Exercise passage —
Indiana University President Michael A. McRobbie confers the President’s Medal for Excellence on professor Alvin Rosenfeld. Photos by Liz Kaye, Indiana University


In early April, Alvin Rosenfeld, 81, a distinguished scholar of Jewish literature and Holocaust studies at Indiana University, commented that he was “surprised and delighted” that Indiana University had plans to honor him for his 50 years of service to the university. However, when the April 28 event took place, it turned out to be a bigger surprise than he had anticipated.

In a special ceremony, IU President Michael A. McRobbie bestowed upon Rosenfeld the IU President’s Medal for Excellence, the highest honor an IU president can confer.

“That was a total surprise,” says Rosenfeld. “And whoever did know was good at keeping secrets, because I didn’t have a clue.”

Rosenfeld says he was “thrilled” by the honor.

The event, held in the Grand Hall at historic Union Station in Indianapolis, included some 150 people, among them Rosenfeld’s daughter and two of his grandchildren, who came from Israel for the celebration.

“Also, my older brother from Philadelphia, almost 85 and still practicing medicine,” Rosenfeld says. “The Rosenfelds don’t retire.” 

Rosenfeld is the Irving M. Glazer Chair in Jewish Studies and a professor of English in the IU Bloomington College of Arts and Sciences. In 1973, he established the Robert A. and Sandra S. Borns Jewish Studies Program and served as its director for 30 years. The Institute for the Study of Contemporary Antisemitism was established in 2009; Rosenfeld serves as its founding director. In March, the institute held its fourth global conference on contemporary anti-Semitism, hosting more than 50 scholars from 15 countries.

At the conference, President McRobbie announced that Rosenfeld had endowed the Erna B. Rosenfeld Professorship in the Borns Jewish Studies Program in memory of his late wife. Erna Rosenfeld worked for IU for more than 35 years; she was born in Romania in 1939 and died in September 2016. The Rosenfelds were married for 50 years. They have two children and five grandchildren.

“Like me, Erna took anti-Semitism very seriously,” Rosenfeld says. “The professorship I established is to memorialize her in perpetuity. And, along with that, I’ve also established a scholarship in her name that encourages students to do research in anti-Semitism.”

Extracted entries —
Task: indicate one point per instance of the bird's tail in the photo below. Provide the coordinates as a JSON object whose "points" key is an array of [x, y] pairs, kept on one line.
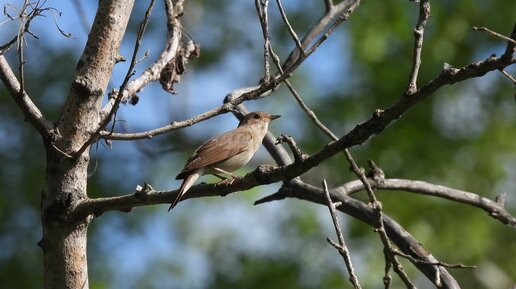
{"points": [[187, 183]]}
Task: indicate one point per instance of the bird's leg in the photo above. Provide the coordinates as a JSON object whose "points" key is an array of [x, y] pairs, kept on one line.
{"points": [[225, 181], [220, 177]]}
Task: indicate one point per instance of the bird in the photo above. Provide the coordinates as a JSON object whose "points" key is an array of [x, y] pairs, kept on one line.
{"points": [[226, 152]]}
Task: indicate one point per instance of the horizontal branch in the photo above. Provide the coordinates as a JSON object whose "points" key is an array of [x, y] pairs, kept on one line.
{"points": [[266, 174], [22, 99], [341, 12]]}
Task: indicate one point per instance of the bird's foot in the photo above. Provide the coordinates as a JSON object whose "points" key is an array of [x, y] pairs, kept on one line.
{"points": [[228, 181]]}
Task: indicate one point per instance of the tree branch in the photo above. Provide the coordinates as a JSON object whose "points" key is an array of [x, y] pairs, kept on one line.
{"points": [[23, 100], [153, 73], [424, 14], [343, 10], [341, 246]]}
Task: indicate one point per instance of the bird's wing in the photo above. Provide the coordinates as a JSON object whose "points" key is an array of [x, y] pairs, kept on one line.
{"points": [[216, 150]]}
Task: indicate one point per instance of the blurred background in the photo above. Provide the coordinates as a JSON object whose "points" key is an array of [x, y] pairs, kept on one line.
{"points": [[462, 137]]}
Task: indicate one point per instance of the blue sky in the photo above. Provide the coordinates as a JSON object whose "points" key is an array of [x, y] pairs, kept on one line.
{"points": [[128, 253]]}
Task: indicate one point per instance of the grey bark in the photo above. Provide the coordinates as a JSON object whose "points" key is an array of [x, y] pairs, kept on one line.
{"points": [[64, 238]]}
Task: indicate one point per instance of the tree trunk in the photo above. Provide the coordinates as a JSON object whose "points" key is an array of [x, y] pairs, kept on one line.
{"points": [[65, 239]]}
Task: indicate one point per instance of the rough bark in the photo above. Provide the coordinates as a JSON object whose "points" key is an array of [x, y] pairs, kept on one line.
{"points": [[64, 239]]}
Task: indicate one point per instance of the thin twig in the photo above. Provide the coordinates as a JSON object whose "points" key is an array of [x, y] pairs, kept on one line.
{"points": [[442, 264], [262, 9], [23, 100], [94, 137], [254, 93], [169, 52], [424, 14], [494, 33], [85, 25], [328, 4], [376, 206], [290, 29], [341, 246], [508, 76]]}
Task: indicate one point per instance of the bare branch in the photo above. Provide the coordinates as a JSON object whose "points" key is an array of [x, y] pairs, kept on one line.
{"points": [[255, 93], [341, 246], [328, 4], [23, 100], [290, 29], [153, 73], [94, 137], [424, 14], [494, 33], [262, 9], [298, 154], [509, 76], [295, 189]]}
...
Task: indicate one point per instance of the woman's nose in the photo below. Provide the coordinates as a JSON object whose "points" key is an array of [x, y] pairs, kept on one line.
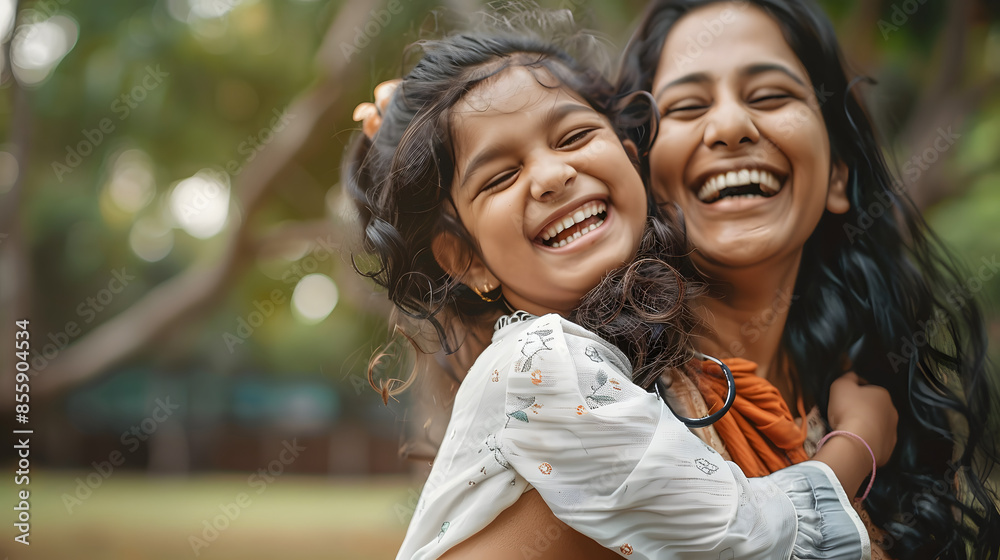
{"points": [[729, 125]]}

Instructions —
a: According to the article about Alvin Rosenfeld, why did he establish the Erna B. Rosenfeld Professorship?
b: In the article about Alvin Rosenfeld, change the stretch from "Indiana University President" through "by the honor." so that "thrilled" is replaced by "overjoyed".

Answers to the tasks —
a: He established it to memorialize his late wife, Erna, in perpetuity. He says that, like him, she took anti-Semitism very seriously.

b:
Indiana University President Michael A. McRobbie confers the President’s Medal for Excellence on professor Alvin Rosenfeld. Photos by Liz Kaye, Indiana University


In early April, Alvin Rosenfeld, 81, a distinguished scholar of Jewish literature and Holocaust studies at Indiana University, commented that he was “surprised and delighted” that Indiana University had plans to honor him for his 50 years of service to the university. However, when the April 28 event took place, it turned out to be a bigger surprise than he had anticipated.

In a special ceremony, IU President Michael A. McRobbie bestowed upon Rosenfeld the IU President’s Medal for Excellence, the highest honor an IU president can confer.

“That was a total surprise,” says Rosenfeld. “And whoever did know was good at keeping secrets, because I didn’t have a clue.”

Rosenfeld says he was “overjoyed” by the honor.